I caught the next passing bus. Stood for half an hour crammed into other Zimbabweans, my tall neck bent straight down, head on the ceiling. Then to the next town's bus station. Not too long for the bus to Bulawayo. Loud music, all that.
No truck, so I got to experience local Zimbabwe more.
Too loud music on board, but it was African so maybe cultural but annoying since the songs go on and on and on and on, same beat, same, same, same.
Had time to read my book, finished it. Now what do I read?
Eating local foods thrust at me through the bus windows. I really like that.
Had it while waiting for the bus, some bread from the loaf I bought at yesterday's bus stop break (they stopped at a grocery store for everybody to shop. I think it was a specially designated 'grocery store' bus on the way back to the villages).
More bread. Bananna (60 per US dollar). Two Zim donuts.
It's always a game, or trial, to eat local foods, like find out what they are and how much they should cost. Always have to get a good deal. Hate being ripped off.
I maybe could have talked with people sitting next to me, but I dislike the conversations which follow. They always, always ask, "How is the US?" How am I supposed to answer? And they always ask about the weather, doesn't matter that I've already told them I've been in Africa for four and a half months. Just a thing to accept I guess. How is the United States?
I went to a hotel in the middle of town rather than back to the backpacker hostel in the suburbs (in which I was the only guest). Tourists don't come to Zimbabwe anymore. The country is really cheap. But, good news bad news, it's because it's on the brink of collapse. The Zim dollar is at least 600 to 1 US. I should be getting 800 by now. Every day it goes higher and higher. Three weeks ago the rate was 350 to 1.
I don't have enough time to say what I wanted to say. It's because I don't write in my journal anymore. I bought a new one in Arusha and I don't like it.

* [Collected data]:
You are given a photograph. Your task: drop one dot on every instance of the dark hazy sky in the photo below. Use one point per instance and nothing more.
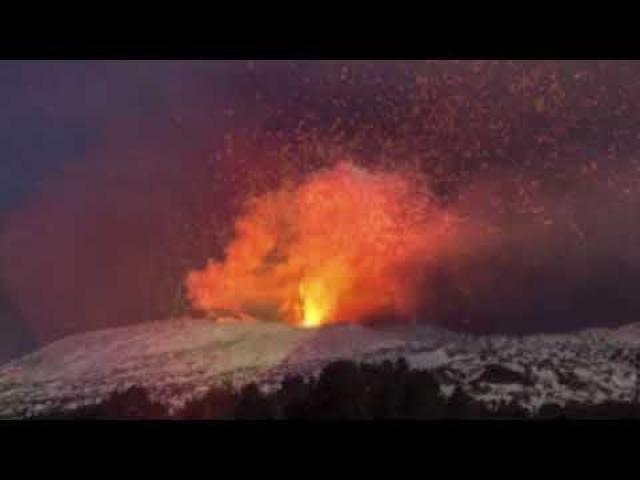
(115, 177)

* [Set tasks]:
(A) Check each statement against the Zimbabwe travel entry and answer yes or no, quoting the words that decide it. (i) After the trip, the writer went back to the backpacker hostel in the suburbs. (ii) The writer finished a book. (iii) Three weeks earlier, the rate was 350 Zim dollars to 1 US dollar.
(B) According to the Zimbabwe travel entry, how long did the writer stand on the first bus?
(C) Write out everything in the Zimbabwe travel entry from "I went to a" down to "was 350 to 1.".

* [Expected results]:
(A)
(i) No: "I went to a hotel in the middle of town rather than back to the backpacker hostel in the suburbs"
(ii) Yes: "Had time to read my book, finished it."
(iii) Yes: "Three weeks ago the rate was 350 to 1."

(B) Half an hour.

(C)
I went to a hotel in the middle of town rather than back to the backpacker hostel in the suburbs (in which I was the only guest). Tourists don't come to Zimbabwe anymore. The country is really cheap. But, good news bad news, it's because it's on the brink of collapse. The Zim dollar is at least 600 to 1 US. I should be getting 800 by now. Every day it goes higher and higher. Three weeks ago the rate was 350 to 1.